(Pointing dataset excerpts)
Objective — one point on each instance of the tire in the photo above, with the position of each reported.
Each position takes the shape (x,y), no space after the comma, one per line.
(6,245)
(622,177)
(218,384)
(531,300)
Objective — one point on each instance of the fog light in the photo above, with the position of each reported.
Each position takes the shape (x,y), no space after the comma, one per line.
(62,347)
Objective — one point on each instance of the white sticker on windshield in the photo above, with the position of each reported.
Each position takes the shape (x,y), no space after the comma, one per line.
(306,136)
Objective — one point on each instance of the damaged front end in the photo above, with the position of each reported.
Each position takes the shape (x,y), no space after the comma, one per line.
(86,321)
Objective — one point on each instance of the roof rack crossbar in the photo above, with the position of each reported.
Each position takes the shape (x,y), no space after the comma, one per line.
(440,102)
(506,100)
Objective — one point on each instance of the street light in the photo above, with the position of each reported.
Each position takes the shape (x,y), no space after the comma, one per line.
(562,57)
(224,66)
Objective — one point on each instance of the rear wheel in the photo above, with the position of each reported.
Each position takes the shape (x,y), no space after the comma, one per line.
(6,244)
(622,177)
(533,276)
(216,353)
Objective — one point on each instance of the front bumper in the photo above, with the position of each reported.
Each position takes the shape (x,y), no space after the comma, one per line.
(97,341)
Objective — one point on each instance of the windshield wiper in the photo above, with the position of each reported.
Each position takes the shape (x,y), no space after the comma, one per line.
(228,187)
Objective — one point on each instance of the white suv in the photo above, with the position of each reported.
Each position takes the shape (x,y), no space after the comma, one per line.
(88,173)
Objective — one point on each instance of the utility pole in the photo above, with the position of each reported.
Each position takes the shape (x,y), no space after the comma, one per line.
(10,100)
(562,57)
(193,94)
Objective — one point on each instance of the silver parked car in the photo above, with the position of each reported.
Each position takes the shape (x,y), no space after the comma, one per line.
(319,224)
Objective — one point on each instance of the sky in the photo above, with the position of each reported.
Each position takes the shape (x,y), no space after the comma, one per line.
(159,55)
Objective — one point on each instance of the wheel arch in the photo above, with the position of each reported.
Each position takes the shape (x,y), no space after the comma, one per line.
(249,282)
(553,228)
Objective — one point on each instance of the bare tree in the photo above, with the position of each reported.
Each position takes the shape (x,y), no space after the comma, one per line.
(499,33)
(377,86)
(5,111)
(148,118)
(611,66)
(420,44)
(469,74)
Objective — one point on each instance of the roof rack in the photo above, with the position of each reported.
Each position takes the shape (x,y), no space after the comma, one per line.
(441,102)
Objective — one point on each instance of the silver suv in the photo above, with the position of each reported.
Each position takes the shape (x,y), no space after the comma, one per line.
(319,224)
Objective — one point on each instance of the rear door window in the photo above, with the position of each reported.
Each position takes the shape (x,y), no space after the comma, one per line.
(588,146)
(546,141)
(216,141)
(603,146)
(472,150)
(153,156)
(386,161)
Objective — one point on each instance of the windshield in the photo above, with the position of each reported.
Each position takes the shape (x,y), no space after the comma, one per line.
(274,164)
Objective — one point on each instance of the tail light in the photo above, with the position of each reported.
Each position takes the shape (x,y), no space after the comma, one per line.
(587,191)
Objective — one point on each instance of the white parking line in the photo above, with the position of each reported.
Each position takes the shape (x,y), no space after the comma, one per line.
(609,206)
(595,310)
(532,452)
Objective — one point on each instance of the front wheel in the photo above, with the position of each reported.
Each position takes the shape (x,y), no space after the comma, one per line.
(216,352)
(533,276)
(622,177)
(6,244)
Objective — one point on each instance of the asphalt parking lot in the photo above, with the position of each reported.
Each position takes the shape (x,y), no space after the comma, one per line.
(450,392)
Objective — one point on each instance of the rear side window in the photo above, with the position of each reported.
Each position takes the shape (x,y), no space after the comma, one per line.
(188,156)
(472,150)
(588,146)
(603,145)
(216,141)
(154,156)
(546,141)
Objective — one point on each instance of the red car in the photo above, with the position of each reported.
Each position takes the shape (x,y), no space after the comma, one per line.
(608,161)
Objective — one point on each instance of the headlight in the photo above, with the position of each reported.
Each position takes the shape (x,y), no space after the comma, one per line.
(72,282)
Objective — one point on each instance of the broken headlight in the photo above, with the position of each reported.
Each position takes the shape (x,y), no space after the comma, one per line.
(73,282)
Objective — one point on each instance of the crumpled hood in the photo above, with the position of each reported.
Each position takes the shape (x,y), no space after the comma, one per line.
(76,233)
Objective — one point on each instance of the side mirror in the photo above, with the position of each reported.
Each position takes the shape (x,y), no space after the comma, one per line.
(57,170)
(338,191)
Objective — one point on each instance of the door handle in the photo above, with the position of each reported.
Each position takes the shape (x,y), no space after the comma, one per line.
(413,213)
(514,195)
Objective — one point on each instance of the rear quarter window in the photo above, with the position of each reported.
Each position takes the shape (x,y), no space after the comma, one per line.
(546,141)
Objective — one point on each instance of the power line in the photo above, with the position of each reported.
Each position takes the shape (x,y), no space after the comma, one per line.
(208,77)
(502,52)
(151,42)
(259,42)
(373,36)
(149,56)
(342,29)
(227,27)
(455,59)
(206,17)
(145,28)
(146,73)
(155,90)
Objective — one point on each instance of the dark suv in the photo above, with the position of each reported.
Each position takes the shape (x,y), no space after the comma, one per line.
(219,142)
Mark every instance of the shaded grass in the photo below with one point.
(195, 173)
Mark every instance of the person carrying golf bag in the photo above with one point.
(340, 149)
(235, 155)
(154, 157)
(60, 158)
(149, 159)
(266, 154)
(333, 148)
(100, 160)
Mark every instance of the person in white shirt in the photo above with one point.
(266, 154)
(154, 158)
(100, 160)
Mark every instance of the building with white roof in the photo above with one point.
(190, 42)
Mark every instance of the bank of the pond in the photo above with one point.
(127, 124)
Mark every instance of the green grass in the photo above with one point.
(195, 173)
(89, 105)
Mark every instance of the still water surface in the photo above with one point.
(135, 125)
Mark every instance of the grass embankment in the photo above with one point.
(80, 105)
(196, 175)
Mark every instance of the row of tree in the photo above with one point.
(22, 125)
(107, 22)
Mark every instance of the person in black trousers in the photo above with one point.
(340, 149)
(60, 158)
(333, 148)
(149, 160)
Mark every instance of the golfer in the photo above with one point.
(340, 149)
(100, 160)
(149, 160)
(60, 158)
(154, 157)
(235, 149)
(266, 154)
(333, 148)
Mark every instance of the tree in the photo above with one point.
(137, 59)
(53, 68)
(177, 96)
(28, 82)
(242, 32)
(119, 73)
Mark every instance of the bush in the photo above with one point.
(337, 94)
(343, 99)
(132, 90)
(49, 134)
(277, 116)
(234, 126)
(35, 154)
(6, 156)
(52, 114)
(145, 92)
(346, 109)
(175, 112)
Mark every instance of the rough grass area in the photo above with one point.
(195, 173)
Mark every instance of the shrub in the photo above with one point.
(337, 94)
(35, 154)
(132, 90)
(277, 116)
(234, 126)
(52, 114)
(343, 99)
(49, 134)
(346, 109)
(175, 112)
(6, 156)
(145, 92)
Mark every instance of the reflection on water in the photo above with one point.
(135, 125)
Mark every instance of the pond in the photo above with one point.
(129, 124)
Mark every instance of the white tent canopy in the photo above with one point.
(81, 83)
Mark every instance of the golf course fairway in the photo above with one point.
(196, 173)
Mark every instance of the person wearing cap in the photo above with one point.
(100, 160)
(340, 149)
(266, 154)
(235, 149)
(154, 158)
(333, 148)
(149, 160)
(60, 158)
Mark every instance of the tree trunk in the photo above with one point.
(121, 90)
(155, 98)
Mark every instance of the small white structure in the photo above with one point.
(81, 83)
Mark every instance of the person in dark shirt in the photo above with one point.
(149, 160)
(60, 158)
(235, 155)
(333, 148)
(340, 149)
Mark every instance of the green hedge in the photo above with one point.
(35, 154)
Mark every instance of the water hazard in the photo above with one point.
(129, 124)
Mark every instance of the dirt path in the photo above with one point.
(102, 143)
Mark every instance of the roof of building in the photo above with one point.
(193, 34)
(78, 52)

* * *

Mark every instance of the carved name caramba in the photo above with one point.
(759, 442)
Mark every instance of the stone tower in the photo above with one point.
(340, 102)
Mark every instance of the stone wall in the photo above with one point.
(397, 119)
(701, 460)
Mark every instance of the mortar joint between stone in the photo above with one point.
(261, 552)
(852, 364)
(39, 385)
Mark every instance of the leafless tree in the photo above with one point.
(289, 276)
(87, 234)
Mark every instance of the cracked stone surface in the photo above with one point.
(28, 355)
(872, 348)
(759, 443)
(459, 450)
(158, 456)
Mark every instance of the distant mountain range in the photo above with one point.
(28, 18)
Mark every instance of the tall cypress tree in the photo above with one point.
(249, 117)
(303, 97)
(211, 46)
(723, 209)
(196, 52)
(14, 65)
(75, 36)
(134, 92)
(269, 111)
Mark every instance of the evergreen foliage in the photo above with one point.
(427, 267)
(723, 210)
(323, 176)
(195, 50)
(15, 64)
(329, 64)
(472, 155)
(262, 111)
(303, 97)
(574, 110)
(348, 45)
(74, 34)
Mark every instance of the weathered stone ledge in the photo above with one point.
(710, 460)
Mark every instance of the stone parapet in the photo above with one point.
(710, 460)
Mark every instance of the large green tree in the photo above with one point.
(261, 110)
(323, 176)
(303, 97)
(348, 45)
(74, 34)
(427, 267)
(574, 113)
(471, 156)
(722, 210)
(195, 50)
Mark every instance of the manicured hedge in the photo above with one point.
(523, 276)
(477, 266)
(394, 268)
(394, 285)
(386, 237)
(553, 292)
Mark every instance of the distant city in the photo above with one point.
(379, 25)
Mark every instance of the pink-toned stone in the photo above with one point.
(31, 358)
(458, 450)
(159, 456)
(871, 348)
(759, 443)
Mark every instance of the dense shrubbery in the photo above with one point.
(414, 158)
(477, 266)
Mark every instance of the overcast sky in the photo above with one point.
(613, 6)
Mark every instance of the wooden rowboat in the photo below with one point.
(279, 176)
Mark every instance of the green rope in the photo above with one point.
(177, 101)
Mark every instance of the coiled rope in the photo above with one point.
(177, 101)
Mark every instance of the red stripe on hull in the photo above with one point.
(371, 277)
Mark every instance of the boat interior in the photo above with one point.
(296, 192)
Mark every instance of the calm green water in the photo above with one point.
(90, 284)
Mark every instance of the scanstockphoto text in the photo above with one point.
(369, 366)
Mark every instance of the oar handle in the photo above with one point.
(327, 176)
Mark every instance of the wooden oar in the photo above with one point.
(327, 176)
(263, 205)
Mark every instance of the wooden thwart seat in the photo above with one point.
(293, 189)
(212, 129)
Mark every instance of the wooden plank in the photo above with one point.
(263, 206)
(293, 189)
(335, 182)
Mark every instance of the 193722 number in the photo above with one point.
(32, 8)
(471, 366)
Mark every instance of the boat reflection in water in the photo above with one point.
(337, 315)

---

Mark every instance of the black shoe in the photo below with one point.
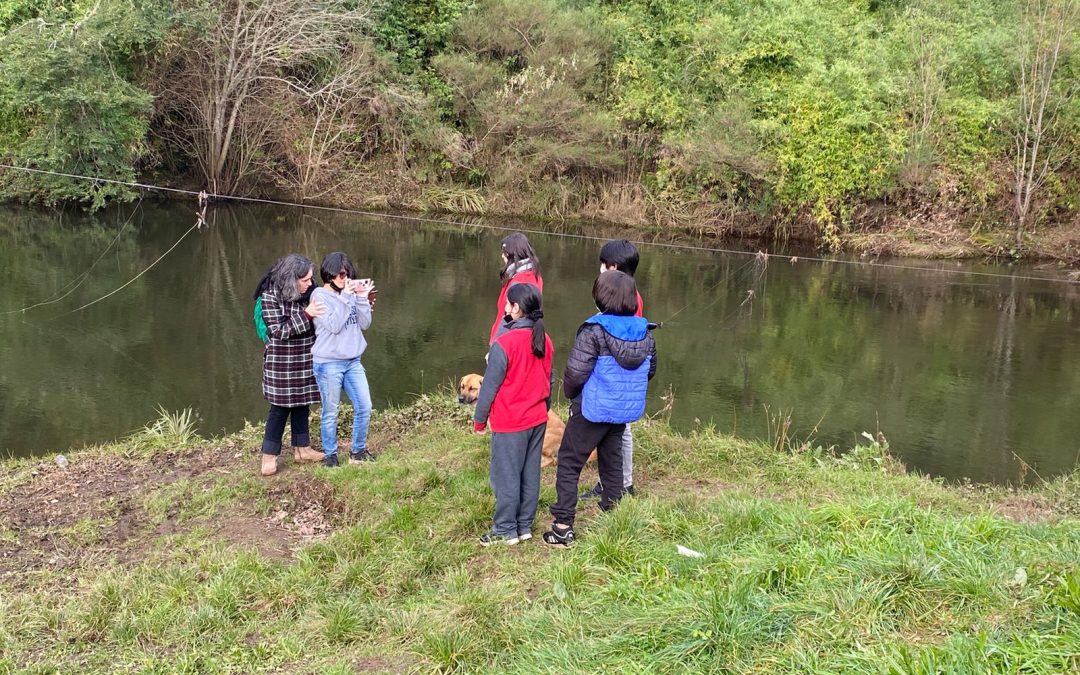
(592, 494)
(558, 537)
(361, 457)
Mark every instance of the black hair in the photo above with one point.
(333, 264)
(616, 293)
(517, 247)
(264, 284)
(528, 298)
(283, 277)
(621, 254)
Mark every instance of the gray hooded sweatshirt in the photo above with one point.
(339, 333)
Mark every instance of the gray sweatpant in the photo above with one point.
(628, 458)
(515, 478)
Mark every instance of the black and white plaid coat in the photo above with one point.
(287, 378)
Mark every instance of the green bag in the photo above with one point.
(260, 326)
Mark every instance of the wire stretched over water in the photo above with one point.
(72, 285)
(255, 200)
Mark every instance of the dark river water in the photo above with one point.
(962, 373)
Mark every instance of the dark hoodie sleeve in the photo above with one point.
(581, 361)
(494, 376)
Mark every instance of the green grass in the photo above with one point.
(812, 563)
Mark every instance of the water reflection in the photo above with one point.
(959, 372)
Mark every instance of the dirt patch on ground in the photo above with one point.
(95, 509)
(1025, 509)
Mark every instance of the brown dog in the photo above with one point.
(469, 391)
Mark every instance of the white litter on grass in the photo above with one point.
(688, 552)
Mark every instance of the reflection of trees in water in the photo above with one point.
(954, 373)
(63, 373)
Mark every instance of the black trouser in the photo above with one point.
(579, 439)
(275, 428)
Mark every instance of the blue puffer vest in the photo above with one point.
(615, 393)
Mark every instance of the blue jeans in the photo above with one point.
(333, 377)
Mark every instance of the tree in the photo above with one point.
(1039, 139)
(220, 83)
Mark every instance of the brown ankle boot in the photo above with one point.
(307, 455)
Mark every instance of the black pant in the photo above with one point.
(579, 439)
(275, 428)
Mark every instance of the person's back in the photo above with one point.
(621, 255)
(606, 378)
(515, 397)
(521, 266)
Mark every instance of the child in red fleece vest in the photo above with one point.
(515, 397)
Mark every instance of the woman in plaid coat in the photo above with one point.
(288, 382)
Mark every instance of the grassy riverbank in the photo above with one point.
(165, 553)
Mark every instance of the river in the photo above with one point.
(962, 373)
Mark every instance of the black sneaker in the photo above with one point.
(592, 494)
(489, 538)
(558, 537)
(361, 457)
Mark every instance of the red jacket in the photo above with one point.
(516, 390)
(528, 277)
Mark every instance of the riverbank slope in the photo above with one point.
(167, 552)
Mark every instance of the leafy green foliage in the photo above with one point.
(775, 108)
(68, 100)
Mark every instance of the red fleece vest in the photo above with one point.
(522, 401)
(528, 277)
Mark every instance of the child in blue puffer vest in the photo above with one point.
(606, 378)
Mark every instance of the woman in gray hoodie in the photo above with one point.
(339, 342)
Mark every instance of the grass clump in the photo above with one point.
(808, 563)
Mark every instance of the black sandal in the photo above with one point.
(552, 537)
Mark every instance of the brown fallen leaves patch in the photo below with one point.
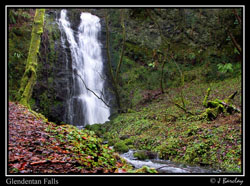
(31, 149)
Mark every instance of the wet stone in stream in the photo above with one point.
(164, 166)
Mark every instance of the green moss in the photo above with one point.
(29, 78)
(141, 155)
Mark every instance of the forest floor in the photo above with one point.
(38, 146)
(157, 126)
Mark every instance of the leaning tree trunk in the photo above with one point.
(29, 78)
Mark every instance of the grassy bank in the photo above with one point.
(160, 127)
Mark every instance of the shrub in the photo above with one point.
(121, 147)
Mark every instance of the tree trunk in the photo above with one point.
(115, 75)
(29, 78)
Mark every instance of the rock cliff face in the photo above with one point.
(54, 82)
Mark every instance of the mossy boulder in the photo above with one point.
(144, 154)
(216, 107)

### Exercise
Filter the rows above down to every line that contains the word "grassy", matching case exactly. Copy each such line in full.

### Finished task
Mark every instance of the grassy riverbank in the photo above with one point.
Mark every instance of the grassy bank in the photo above with one point.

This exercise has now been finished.